Stored data entries =
- Opening Delimiter -
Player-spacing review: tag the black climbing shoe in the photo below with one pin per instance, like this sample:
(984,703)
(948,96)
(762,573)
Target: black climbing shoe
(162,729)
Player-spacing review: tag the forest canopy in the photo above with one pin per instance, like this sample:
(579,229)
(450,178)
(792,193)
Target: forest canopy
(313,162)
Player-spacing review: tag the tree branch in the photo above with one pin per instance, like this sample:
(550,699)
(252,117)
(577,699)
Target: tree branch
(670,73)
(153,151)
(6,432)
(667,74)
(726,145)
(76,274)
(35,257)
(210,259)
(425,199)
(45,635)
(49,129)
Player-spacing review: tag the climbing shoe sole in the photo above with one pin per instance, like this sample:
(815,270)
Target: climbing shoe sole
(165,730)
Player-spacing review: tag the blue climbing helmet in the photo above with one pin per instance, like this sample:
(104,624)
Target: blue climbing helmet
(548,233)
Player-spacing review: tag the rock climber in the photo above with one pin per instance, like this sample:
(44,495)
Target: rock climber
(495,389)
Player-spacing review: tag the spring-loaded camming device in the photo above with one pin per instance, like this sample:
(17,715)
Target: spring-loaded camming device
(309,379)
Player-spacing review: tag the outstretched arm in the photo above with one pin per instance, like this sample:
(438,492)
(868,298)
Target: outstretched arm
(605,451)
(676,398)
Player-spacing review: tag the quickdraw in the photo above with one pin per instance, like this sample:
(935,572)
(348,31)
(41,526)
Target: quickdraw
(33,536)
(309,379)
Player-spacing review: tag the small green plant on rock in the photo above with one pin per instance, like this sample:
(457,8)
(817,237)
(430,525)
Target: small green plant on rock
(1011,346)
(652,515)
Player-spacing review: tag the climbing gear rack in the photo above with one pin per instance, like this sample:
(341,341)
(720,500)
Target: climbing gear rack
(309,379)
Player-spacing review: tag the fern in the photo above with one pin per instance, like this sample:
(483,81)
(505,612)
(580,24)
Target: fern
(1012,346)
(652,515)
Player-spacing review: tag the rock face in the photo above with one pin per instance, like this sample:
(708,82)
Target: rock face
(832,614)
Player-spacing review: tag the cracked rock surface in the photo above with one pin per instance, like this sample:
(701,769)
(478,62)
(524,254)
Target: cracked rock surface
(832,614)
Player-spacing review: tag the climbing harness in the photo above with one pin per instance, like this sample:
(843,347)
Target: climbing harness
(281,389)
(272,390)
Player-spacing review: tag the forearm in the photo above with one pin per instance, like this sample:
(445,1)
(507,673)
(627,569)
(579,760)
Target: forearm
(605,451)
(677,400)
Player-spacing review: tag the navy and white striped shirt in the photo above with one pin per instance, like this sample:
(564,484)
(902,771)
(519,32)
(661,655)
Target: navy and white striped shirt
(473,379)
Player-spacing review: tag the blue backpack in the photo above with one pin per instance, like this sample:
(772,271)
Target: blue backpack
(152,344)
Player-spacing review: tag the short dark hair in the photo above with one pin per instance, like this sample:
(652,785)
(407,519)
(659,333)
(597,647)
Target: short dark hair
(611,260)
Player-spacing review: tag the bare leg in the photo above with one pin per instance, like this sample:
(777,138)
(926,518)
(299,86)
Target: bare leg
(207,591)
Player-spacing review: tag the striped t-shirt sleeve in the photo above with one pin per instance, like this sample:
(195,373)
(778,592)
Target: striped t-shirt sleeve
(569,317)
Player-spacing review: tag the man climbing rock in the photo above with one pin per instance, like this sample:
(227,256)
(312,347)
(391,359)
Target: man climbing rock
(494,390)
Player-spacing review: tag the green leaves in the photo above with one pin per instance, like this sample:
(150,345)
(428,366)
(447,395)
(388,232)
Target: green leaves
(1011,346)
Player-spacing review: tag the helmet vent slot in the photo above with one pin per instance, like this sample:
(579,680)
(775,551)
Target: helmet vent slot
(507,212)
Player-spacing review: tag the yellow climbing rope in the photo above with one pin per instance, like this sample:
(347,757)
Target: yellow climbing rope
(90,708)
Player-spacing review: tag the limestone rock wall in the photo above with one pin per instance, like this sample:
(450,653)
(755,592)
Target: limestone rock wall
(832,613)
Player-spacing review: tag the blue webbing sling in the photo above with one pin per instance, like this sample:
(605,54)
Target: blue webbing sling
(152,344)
- Closing Delimiter -
Work order = Take the records above and write each one out again exactly.

Response =
Player-spacing review: tag the black climbing shoe in the photo below with one pin per instance, like this sample:
(984,703)
(948,96)
(762,573)
Target: black climbing shoe
(162,729)
Player-spacing review: tag the forest canopy in the photo above with one pin per instance, like this sample:
(579,229)
(450,178)
(792,193)
Target: forest canopy
(313,162)
Player-spacing review: tag the tree branch in the photo above with one pin per instance, like this sample:
(550,699)
(252,117)
(577,699)
Target: tree branch
(670,73)
(153,151)
(6,432)
(667,74)
(726,145)
(76,274)
(35,257)
(210,259)
(425,199)
(45,635)
(49,129)
Player-spacing review: tag the climbing shoe sole in the photo above with one pin per instance, like this sample:
(815,270)
Target: climbing shoe sole
(165,730)
Player-spacing review: tag the blue climbing helmet in the photo above with one pin per instance, like this sample:
(104,624)
Target: blue climbing helmet
(548,233)
Player-spacing review: tag the rock climber in the photo above with one pin per instance, like this sample:
(44,495)
Target: rock climber
(495,389)
Player-spacing review: tag the spring-loaded camming device in the photo above with one pin per instance, like this sample:
(17,715)
Target: spring-loaded camming device
(309,379)
Player-spacing review: tag the outstretched arm in the photo above with one pin per instance, like this sample:
(438,492)
(868,298)
Target: outstretched arm
(605,451)
(676,398)
Player-spacing review: tag the quickdraw in the photo above with one pin per instance, like this sample:
(935,572)
(348,31)
(41,526)
Target: quickdraw
(33,536)
(309,379)
Player-spacing review: tag the small green plant on rock in the photo above with one pin per instance, like this sample:
(457,8)
(817,237)
(430,525)
Target: small green plant on rock
(1011,346)
(652,515)
Player-spacing review: tag the climbing gear rack in the photo above with one pin per instance, like this sample:
(341,341)
(720,500)
Target: climbing gear rack
(309,379)
Player-spacing review: tag the fern in the photo above with one pin per instance, like this sample:
(483,81)
(505,612)
(580,24)
Target: fern
(1012,346)
(652,515)
Player-spacing review: tag the rock face in the photo above with one pin per instance, like this sample:
(708,82)
Target: rock face
(832,614)
Player-spacing review: tag the cracked rock surface in the photo above with one pin per instance, like this sample:
(701,769)
(478,62)
(524,254)
Target: cracked rock surface
(832,614)
Player-spacing review: tag the climbing harness in the photo above with one pin per instance, like this sample:
(843,347)
Target: climbing harness
(281,389)
(272,390)
Player-spacing review: tag the forearm in the photo above with one pin per instance, like this sample:
(445,1)
(507,673)
(627,569)
(579,760)
Target: forearm
(605,451)
(677,400)
Player-spacing review: tag the navy and white striped shirt in the photo above with one pin per instance, like this sample:
(564,484)
(902,771)
(519,32)
(661,655)
Target: navy and white striped shirt
(473,379)
Player-spacing review: tag the blue backpack in the photo above with one pin per instance, like this sample:
(772,271)
Target: blue backpack
(152,344)
Player-spacing review: tag the short dark hair in the photo above with one pin per instance, like this sample:
(652,785)
(407,519)
(659,333)
(597,647)
Target: short dark hair
(611,260)
Player-spacing review: tag the bare leg in the photo above with one pin per instance, like this sample:
(777,138)
(926,518)
(299,86)
Target: bare leg
(207,591)
Player-spacing review: tag the striped t-shirt sleeve in the photo above with one pin per instance, like this sample:
(195,373)
(778,592)
Target: striped t-shirt sleeve
(569,317)
Player-spacing review: tag the man climbing rock in the photo above with one pin per instance, like this sample:
(227,256)
(312,347)
(391,359)
Target: man climbing rock
(494,390)
Player-spacing review: tag the green leaves in the photo above with one pin per instance, like this sample:
(150,345)
(428,366)
(447,395)
(388,232)
Target: green leaves
(1011,346)
Player-spacing review: tag the helmet vent slot in the photo above with one pin per instance, like this sample:
(579,680)
(775,551)
Target: helmet vent slot
(507,212)
Player-spacing review: tag the yellow climbing rope in the photo above with one pin per instance, like this sample:
(347,757)
Target: yellow climbing rope
(90,708)
Player-spacing review: tag the limestone rock wall in the photo above with one pin per instance, like this sample:
(450,653)
(755,592)
Target: limestone rock wall
(832,613)
Player-spacing review: tag the blue webbing sling in the photo above with one pin per instance, like this sample:
(605,54)
Target: blue webbing sling
(152,344)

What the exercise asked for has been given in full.